* [Provided text]
Start of Block

Suppl. TableS8-13
Genotype findings in each of the six probands are annotated and analyzed
for common measures of pathogenicity and inheritance (Roessler et al.,
2018a). Coding variants were annotated using dbNSFP v.3.3a consensus
(http://annovar.openbioinformatics.org/en/latest/): determined by
consensus >50% of [SIFT, PolyPhen2HDIV, PolyPhenHVAR,
LRT, MutationTaster, MutationAssessor, FATHMM, PROVEAN, FATHMM-MKL,
MetaSVM, MetaLR; see columns CC to CP and CV to CZ] as driver
mutations (red), damaging variants (pink) or <50% as likely
benign (green). Pathogenic mutations (red) cluster at discrete HPE loci.
Variants observed at a Minor Allele Frequency (MAF) >1% as
determined by ExAC [http://exac.broadinstitute.org] were removed
from the dataset and assumed to be benign. Non-coding SNPs were
prioritized based on a measure of phylogenetic conservation (our scale
of 0 to 7, with 7 being the highest rank considered) among seven
vertebrate species [danRer7, fr3, TetNig1, galGal3, mm10, morDom5,
xenTro3] in the current version of the ECR browser
[ecrbrowser.dcode.org]. Non-coding variants with conservation
<4/7 (light blue) are by far the majority among SNPs as well
as novel observations. Ultra-conserved variants (>4/7, dark
blue) represent a minority of findings, but interestingly are common in
the vicinity of known HPE genes. Indels [colored in tan] were scored
[0 to 7] based on the coordinate score immediately 5’ of the indel
variation. Most non-coding variation is poorly conserved [light blue,
score 0 to 3). Ultra-conserved variants [dark blue, score
>4] are far less common, but can be seen within or near a
known HPE gene. Our score [0 to 7] was then compared with other
position specific metrics [gerp++, phyloP100, phyloP46, CADDRawscore,
CADD13, CADDindel, dann, FATHAMM_coding, FATHMM_noncoding, and Eigen;
see columns BM to BW]. The only filters currently used are
[Func.ref: no ncRNAexonic, no ncRNAintronic; and Exonicfunc.refGene:
the synonymous coding region changes; see columns AH and AK]. Known
repeat regions determined by the ECRbrowser analysis were removed from
the dataset. Poor data was colored in grey but retained in the dataset.

End of Block

[Point-per-instance localization data]
Start of Block

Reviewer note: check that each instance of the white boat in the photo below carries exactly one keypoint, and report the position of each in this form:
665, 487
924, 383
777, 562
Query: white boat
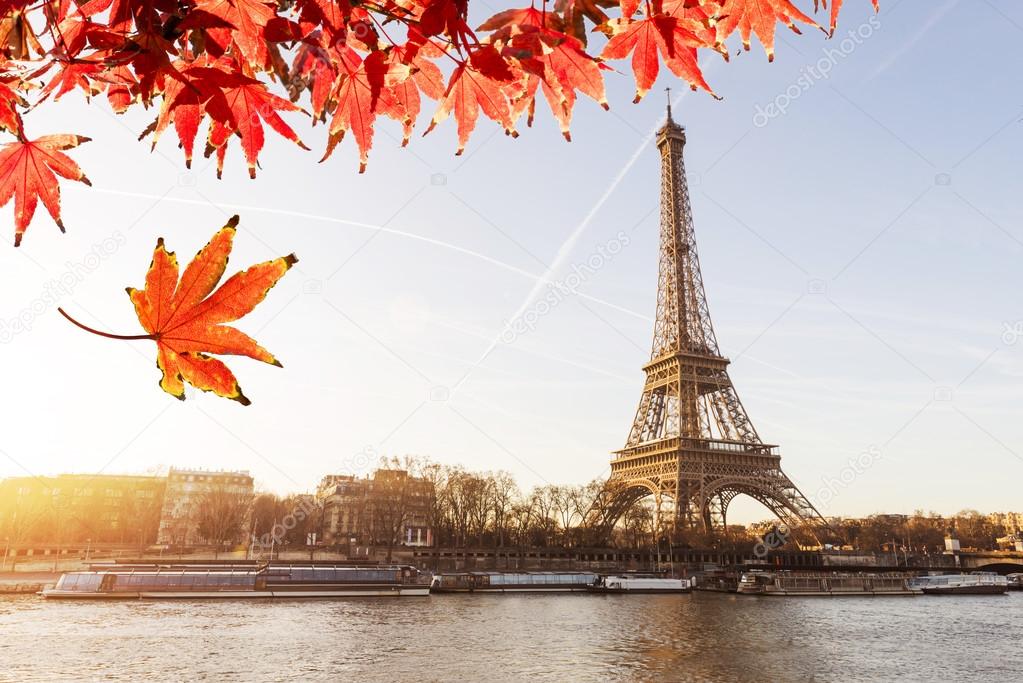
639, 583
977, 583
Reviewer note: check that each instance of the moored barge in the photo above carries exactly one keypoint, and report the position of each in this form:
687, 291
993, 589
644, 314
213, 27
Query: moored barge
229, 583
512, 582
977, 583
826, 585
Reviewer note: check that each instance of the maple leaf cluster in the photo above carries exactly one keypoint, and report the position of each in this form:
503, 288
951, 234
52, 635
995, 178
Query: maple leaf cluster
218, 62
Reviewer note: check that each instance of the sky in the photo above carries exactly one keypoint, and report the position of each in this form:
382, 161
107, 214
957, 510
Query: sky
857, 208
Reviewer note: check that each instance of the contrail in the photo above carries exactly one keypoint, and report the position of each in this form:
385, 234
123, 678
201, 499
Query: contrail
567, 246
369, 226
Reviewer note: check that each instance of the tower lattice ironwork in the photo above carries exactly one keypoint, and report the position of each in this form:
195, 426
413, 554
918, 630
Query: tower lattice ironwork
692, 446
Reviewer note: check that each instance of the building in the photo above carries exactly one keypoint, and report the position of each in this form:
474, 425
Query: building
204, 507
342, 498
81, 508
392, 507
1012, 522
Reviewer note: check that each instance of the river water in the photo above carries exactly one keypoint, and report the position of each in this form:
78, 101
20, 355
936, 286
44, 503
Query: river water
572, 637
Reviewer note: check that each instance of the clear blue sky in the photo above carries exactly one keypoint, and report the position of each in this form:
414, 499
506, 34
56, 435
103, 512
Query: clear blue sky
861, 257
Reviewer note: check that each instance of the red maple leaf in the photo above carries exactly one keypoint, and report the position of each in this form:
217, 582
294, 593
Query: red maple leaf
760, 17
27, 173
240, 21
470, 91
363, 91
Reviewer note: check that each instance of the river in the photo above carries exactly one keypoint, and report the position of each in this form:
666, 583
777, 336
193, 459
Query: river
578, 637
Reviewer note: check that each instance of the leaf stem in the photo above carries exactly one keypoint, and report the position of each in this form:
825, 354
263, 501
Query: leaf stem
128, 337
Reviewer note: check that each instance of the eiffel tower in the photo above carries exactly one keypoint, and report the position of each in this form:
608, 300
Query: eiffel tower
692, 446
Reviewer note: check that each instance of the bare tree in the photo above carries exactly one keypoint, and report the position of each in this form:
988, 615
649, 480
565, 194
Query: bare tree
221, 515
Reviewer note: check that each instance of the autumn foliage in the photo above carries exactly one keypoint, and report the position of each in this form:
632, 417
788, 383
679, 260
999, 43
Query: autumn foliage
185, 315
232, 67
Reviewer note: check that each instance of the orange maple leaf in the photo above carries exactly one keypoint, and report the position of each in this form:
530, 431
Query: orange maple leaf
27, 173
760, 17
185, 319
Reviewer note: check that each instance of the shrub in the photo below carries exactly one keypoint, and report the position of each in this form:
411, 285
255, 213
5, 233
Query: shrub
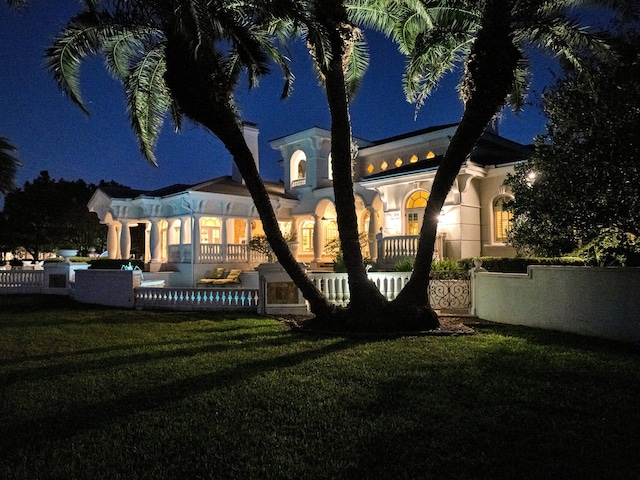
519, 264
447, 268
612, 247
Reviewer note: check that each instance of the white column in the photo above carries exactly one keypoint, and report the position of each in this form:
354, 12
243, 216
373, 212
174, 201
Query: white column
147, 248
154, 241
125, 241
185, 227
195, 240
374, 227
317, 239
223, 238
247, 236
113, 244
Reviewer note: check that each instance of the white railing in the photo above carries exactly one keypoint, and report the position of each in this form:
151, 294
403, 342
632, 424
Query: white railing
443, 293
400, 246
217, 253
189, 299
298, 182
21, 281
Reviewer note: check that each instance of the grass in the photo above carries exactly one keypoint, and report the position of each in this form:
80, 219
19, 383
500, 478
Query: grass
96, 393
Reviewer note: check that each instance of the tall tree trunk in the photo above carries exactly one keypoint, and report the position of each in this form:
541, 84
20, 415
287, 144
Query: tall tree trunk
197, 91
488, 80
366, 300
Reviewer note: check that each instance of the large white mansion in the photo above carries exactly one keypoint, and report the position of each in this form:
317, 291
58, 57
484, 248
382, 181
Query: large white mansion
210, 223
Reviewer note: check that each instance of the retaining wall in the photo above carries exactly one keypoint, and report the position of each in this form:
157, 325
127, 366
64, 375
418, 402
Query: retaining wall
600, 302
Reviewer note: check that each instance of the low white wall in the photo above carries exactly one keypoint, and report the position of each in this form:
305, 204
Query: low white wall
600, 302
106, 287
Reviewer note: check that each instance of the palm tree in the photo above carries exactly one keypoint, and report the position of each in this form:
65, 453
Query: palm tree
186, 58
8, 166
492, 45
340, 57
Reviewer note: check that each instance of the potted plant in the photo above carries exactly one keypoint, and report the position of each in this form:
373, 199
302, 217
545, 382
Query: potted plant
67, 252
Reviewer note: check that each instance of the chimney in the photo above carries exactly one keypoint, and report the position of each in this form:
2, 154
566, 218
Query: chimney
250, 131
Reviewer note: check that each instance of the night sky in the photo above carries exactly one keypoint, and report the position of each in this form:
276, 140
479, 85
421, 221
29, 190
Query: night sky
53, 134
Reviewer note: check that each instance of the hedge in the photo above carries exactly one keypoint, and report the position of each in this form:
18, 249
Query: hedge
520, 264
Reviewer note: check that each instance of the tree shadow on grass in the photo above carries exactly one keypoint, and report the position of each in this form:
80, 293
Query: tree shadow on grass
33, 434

End of Block

* [What the task requires] Rewrite the genotype-findings legend between "Suppl. TableS8-13" and "discrete HPE loci.", inclusive, putting "patients" wherever "probands" appears.

* [Task response]
Suppl. TableS8-13
Genotype findings in each of the six patients are annotated and analyzed
for common measures of pathogenicity and inheritance (Roessler et al.,
2018a). Coding variants were annotated using dbNSFP v.3.3a consensus
(http://annovar.openbioinformatics.org/en/latest/): determined by
consensus >50% of [SIFT, PolyPhen2HDIV, PolyPhenHVAR,
LRT, MutationTaster, MutationAssessor, FATHMM, PROVEAN, FATHMM-MKL,
MetaSVM, MetaLR; see columns CC to CP and CV to CZ] as driver
mutations (red), damaging variants (pink) or <50% as likely
benign (green). Pathogenic mutations (red) cluster at discrete HPE loci.